Stated task a –
In the paragraph about Isadore and Anna Solomon that begins "Isadore and Anna were born", list every year it mentions.

Document section –
-*-*-
Isadore Elkan Solomon and Anna Freudenthal-Solomon
From left to right: Isadore Elkan Solomon, 1904, Anna Freudenthal-Solomon, 1890, I.E. Solomon’s store in Solomonville, advertisement for Solomon’s store, Solomon Hotel, 1906, the Solomon-Weinberger wedding, Isadore and Anna Solomon seated in center, June 1907
Isadore Elkan (I. E.) Solomon and Anna Freudenthal-Solomon were a pioneering Jewish couple who did much to develop the Gila River Valley.
Isadore and Anna were born in 1841 and 1843 respectively in Posen, a former province of the Kingdom of Prussia (currently located in central Poland). In 1858, seventeen year-old Solomon traveled all the way to Towanda, Pennsylvania to work with an uncle who had a livery business. After thirteen years of labor with his uncle Isadore found that he had saved enough money to go back to Europe to find a wife, and in 1871 he returned to his hometown of Kruschwitz. One day he went to a local store, where he met a young woman who was watching the shop for her father; the two quickly discovered that not only did they both have family in the New World, but that they also had a mutual interest in one another. The woman was Anna Freudenthal, and two months after this chance encounter, she and I.E. Solomon married in Inowrocław, Poland, in 1872. The very next day, they left for America.
-*-*-
Entries provided –
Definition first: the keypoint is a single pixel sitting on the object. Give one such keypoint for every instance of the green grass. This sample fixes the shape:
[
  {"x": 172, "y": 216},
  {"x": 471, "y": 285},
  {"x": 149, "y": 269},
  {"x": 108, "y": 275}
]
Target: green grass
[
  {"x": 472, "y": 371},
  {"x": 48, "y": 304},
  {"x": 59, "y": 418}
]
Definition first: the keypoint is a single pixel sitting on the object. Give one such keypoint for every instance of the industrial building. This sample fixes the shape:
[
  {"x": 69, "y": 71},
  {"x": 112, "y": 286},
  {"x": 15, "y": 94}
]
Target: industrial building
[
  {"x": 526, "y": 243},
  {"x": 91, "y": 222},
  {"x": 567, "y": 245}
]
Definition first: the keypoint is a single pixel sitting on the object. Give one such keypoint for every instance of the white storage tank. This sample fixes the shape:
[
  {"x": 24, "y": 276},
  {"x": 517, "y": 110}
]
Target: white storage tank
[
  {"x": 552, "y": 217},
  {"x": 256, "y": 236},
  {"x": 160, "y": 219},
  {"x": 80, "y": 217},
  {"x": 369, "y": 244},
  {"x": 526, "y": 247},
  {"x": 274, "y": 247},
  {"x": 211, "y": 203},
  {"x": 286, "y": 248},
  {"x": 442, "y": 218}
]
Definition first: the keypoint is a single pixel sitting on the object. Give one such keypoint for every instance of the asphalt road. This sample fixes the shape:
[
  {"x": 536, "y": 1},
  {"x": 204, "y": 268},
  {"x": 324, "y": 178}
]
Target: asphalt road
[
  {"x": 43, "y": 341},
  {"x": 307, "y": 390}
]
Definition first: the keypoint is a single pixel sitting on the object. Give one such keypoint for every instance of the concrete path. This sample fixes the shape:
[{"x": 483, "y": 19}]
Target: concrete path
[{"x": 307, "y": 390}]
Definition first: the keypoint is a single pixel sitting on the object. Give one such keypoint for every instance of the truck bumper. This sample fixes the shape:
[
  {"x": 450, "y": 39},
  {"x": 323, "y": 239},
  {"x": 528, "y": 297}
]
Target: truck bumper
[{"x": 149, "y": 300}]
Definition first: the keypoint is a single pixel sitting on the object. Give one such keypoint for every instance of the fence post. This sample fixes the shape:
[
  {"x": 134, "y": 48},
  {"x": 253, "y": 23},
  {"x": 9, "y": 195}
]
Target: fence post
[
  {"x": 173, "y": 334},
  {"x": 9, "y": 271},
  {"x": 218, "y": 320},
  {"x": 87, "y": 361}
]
-*-*-
Stated task b –
Please reproduce the listing from the line that contains "of the fence" up to and including the final line of the listing.

Correct output a –
1841, 1843, 1858, 1871, 1872

Correct output b –
Definition first: the keypoint is a single pixel sitting on the object. Give one such keypoint for every instance of the fence post. This sample fixes the shape:
[
  {"x": 134, "y": 48},
  {"x": 253, "y": 23},
  {"x": 9, "y": 195}
]
Target: fence post
[
  {"x": 173, "y": 334},
  {"x": 9, "y": 271},
  {"x": 218, "y": 320},
  {"x": 87, "y": 361}
]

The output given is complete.